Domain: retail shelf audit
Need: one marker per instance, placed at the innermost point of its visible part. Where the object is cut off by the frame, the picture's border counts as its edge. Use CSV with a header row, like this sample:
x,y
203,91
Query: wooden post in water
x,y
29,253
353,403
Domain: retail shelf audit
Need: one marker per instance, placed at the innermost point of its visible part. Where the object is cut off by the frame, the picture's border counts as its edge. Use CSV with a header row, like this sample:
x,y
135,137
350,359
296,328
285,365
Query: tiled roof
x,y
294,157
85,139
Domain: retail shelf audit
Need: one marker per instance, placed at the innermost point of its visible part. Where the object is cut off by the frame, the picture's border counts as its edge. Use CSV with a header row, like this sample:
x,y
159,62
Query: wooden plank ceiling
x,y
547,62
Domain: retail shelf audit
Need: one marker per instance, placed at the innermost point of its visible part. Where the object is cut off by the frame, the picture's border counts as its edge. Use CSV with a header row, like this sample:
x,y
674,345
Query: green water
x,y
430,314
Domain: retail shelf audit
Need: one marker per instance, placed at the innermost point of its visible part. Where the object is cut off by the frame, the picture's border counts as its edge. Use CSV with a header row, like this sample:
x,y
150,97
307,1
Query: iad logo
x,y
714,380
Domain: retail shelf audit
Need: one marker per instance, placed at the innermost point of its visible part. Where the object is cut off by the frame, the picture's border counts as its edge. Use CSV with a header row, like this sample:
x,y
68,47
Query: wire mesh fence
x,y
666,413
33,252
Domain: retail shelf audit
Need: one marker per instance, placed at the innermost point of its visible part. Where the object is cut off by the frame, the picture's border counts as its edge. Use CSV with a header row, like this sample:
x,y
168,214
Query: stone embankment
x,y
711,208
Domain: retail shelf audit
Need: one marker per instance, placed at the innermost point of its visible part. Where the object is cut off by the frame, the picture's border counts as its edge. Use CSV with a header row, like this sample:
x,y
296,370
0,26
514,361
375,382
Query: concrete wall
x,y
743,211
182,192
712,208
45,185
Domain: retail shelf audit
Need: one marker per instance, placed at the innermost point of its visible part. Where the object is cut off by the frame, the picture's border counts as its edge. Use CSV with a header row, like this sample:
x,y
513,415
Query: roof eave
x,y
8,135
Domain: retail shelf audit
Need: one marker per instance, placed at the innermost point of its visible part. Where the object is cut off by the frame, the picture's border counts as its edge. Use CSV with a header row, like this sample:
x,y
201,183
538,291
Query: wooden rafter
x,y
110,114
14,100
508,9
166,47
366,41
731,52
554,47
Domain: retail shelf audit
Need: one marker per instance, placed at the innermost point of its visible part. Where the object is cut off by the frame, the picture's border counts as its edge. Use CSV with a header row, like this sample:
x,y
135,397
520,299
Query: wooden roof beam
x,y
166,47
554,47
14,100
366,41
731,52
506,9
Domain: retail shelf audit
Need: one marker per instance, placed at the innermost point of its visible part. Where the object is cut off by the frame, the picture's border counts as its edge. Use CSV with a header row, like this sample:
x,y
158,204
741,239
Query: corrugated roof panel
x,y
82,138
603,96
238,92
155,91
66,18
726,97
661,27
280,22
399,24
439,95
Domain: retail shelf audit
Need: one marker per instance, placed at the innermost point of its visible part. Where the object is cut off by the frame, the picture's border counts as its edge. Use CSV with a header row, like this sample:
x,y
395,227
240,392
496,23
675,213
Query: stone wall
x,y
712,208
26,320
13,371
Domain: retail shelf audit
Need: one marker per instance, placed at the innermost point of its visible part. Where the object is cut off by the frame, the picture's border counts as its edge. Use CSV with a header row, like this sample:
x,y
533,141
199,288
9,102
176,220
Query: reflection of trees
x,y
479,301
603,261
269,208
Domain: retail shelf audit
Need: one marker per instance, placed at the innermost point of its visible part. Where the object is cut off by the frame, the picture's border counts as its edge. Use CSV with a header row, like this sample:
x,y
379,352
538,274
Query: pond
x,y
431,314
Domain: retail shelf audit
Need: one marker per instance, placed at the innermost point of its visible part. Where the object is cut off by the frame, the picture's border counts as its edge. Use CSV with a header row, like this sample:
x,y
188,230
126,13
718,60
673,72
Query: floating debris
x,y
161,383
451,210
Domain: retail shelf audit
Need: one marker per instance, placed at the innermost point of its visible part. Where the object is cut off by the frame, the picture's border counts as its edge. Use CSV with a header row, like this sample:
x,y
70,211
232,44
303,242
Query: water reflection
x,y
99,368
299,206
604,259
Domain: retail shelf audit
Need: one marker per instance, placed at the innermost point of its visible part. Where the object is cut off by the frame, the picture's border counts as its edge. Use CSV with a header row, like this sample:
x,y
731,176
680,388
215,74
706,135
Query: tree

EXERCISE PROMPT: Type out the material again, matching every line.

SOLUTION:
Domain: retail shelf audit
Need: one marker per instance, placed at the innermost point of its visible part. Where the object is cut off by the frame, the picture's border counts as its edge. Use CSV with a header row, like this sample:
x,y
203,91
Query: wooden post in water
x,y
29,253
353,403
Domain: retail shelf audit
Need: one marker per instance, placed at the innermost point of its visible part. Where the object is cut off by the frame, the picture's border counts as its edge. Use CSV with a header row, like this sample:
x,y
135,137
350,359
296,328
285,365
Query: tiled roof
x,y
294,157
85,139
Domain: retail shelf audit
Need: one marker per instance, placed at the innermost point of its visible part. Where the object is cut off by the frame, the picture's border counts as its edge. Use CSV with a header row, like this sample:
x,y
159,62
Query: wooden plank ceiling
x,y
547,62
Domain: retail shelf audit
Need: one marker per instance, placed at the innermost point of its visible part. Where the object is cut off by the frame, the picture's border counts as its edge. Use CSV with a header row, like this sample:
x,y
674,345
Query: green water
x,y
430,314
Domain: retail shelf audit
Need: one marker per instance, placed at the innermost point of its visible part. Where the object is cut off by the frame, the picture's border counts as its edge. Use CSV with a header row, like this sample:
x,y
150,97
307,1
Query: iad logo
x,y
714,380
Domain: retail shelf audit
Need: one marker per instance, placed at the innermost point of its visible part. Where the object is cut off by the frame, the picture's border counts as its edge. Use CSV with a header row, like this sample:
x,y
68,47
Query: wire mesh fence
x,y
666,413
33,252
Domain: retail shelf audit
Need: one marker per instance, placed at the innermost point of its visible part. Where the object is cut off by the frame, the picture's border counts as its edge. Use CSV with a header row, like this sample:
x,y
168,214
Query: stone embankment
x,y
711,208
Domain: retail shelf audit
Need: one marker per instance, placed at the innermost point of its visible part. Where the object is cut off by the frame, the picture's border counts as its edge. Use CSV with a header row, like this sample:
x,y
296,370
0,26
514,361
375,382
Query: concrete wall
x,y
743,211
182,192
712,208
45,185
Domain: retail shelf audit
Need: one marker per instance, placed at the innermost point of its visible part. Where the object is cut off by the frame, the picture's border counts as its edge. Use CSV with a header row, like this sample:
x,y
513,415
Query: roof eave
x,y
8,135
Domain: retail shelf audit
Need: one marker per instance, placed at the innermost point of its visible part. Where the object is cut off by the frame, the picture's border counts as its edge. Use CSV with a header row, like this sample:
x,y
201,183
538,291
Query: wooden rafter
x,y
110,114
14,100
508,9
166,47
366,41
731,52
554,47
Domain: retail shelf audit
Need: one marker per instance, placed at the innermost point of its visible part. Where the object is cut off by the frame, the picture's border counts as its edge. Use CSV with a header row, like this sample:
x,y
135,397
520,299
Query: wooden roof beam
x,y
166,47
554,47
14,100
366,41
731,52
506,9
Domain: retail shelf audit
Need: one marker per instance, placed at the innermost point of its visible part. Where the object is cut off by the frame, the picture's border counts as its edge. Use CSV with a header row, like this sample:
x,y
158,204
741,239
Query: corrugated roof panel
x,y
82,138
603,96
238,92
155,91
66,18
726,97
661,27
280,22
399,24
439,95
Domain: retail shelf audit
Need: one marker per instance, placed at the innermost point of its visible part. Where the object is cut off by the frame, the picture's border counts as its edge. Use CSV with a header row, like this sample:
x,y
395,227
240,392
496,23
675,213
Query: stone wall
x,y
712,208
26,320
13,371
Domain: retail shelf audit
Need: one marker per instance, placed at the innermost point of its visible part. Where the object is cut off by the frame, the picture's border counts as its edge. Use CSV with a header row, like this sample:
x,y
533,141
199,288
9,102
176,220
Query: reflection of trees
x,y
479,301
603,261
269,208
Domain: retail shelf audit
Need: one marker per instance, placed at the innermost point of its visible part. Where the object is cut off by the frame, the picture's border counts as its edge. Use CSV with a header row, like this sample:
x,y
379,352
538,274
Query: pond
x,y
431,314
Domain: retail shelf audit
Need: one marker per instance, placed at the innermost point of its visible part. Where the object is cut off by the frame, the picture's border counts as its edge. Use CSV with a header row, like this sample:
x,y
188,230
126,13
718,60
673,72
Query: floating debris
x,y
161,383
451,210
Domain: retail shelf audit
Need: one marker per instance, placed at the innermost point of its visible part. Where the object is cut off by the frame, the picture's border counts as its edge. Use CSV with a header row, like this sample:
x,y
70,211
232,44
303,242
Query: water reflection
x,y
99,368
299,206
604,259
Domain: retail shelf audit
Need: one marker per instance, placed at the innermost point of its visible part. Where the object is cut off by the frame, the picture's border counts as its edge. Use CSV with a header row, like this sample:
x,y
731,176
680,388
215,74
706,135
Query: tree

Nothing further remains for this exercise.